▶ [WRITTEN EXERCISE] Print the passage below on this world and the life hereafter, word for word from start to finish.

We are not encouraged to put aside the responsibilities of this world if we are to obtain the benefits of the life hereafter. It will be just like neglecting the farm and hoping that the harvests will be good. In fact, our worth cannot be put to test if we leave this world and its complications. The Holly Prophet (S.A.) has said: “He is not from me who leaves this world for Akherat, nor he who leaves Akherat for this world”. Both should be given due attention. That is why Allah commands those who seek the blessings of Allah in this world as well as in the life here after.
Good neighbors, faithful family, obedient children, just livelihood – these are some examples of the blessings of the God in this world. These blessings help us to perform our duties towards Allah, towards His creatures, and towards ourselves. Thus these blessing become instrumental in seeking the blessing of Allah in Akherat (life hereafter). Paradise is just one of the blessing of Akherat. The most important thing, in the eyes of Islam, is ‘the pleasure of God’. Qur’an says: “And the pleasure of Allah is the greatest (bliss)” (Qur’an 9:72).

Love of This World
“It has been made to seem attractively fair in the eyes of men the love of desire for women, and sons and the hoarded treasures of gold and silver, and horses branded (for blood and excellence) and (wealth of) cattle and well-tilled land; such are the possession of this world’s life; while in nearness to God is the best of the goals”. (Qur’an, 3:14).
The word, used in this verse are to be carefully noted. Mark the words ‘love of desire’, which refers to the mad passion to own things for the sake of owning them.
Things necessary for life must be owned, and it has never been condemned in Islam. As another verse of the Qur’an says: “Say, Who hath forbidden the beautiful (gifts) of God which He hath produced for His servants, and the things clean and pure for sustenance?”

▶ [GIVEN RECORDS]
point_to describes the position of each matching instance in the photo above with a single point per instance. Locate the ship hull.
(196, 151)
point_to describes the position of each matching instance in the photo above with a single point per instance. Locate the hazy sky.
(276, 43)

---

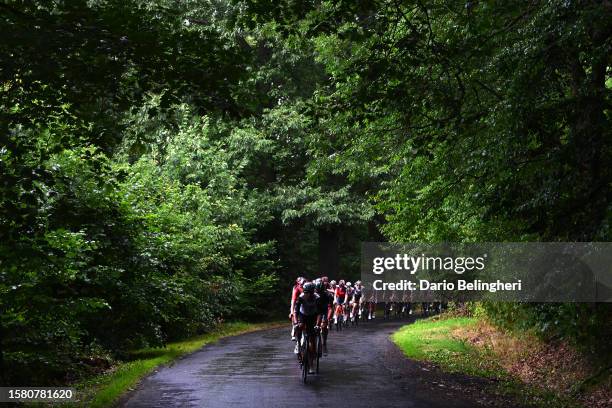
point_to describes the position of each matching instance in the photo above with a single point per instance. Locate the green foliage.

---

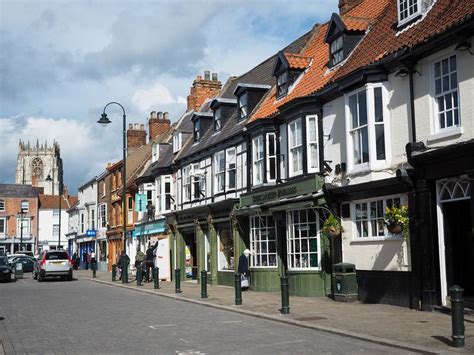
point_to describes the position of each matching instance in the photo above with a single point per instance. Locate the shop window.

▶ [PROBLEM SOLUTION]
We are not encouraged to put aside the responsibilities of this world if we are to obtain the benefits of the life hereafter. It will be just like neglecting the farm and hoping that the harvests will be good. In fact, our worth cannot be put to test if we leave this world and its complications. The Holly Prophet (S.A.) has said: “He is not from me who leaves this world for Akherat, nor he who leaves Akherat for this world”. Both should be given due attention. That is why Allah commands those who seek the blessings of Allah in this world as well as in the life here after.
Good neighbors, faithful family, obedient children, just livelihood – these are some examples of the blessings of the God in this world. These blessings help us to perform our duties towards Allah, towards His creatures, and towards ourselves. Thus these blessing become instrumental in seeking the blessing of Allah in Akherat (life hereafter). Paradise is just one of the blessing of Akherat. The most important thing, in the eyes of Islam, is ‘the pleasure of God’. Qur’an says: “And the pleasure of Allah is the greatest (bliss)” (Qur’an 9:72).

Love of This World
“It has been made to seem attractively fair in the eyes of men the love of desire for women, and sons and the hoarded treasures of gold and silver, and horses branded (for blood and excellence) and (wealth of) cattle and well-tilled land; such are the possession of this world’s life; while in nearness to God is the best of the goals”. (Qur’an, 3:14).
The word, used in this verse are to be carefully noted. Mark the words ‘love of desire’, which refers to the mad passion to own things for the sake of owning them.
Things necessary for life must be owned, and it has never been condemned in Islam. As another verse of the Qur’an says: “Say, Who hath forbidden the beautiful (gifts) of God which He hath produced for His servants, and the things clean and pure for sustenance?”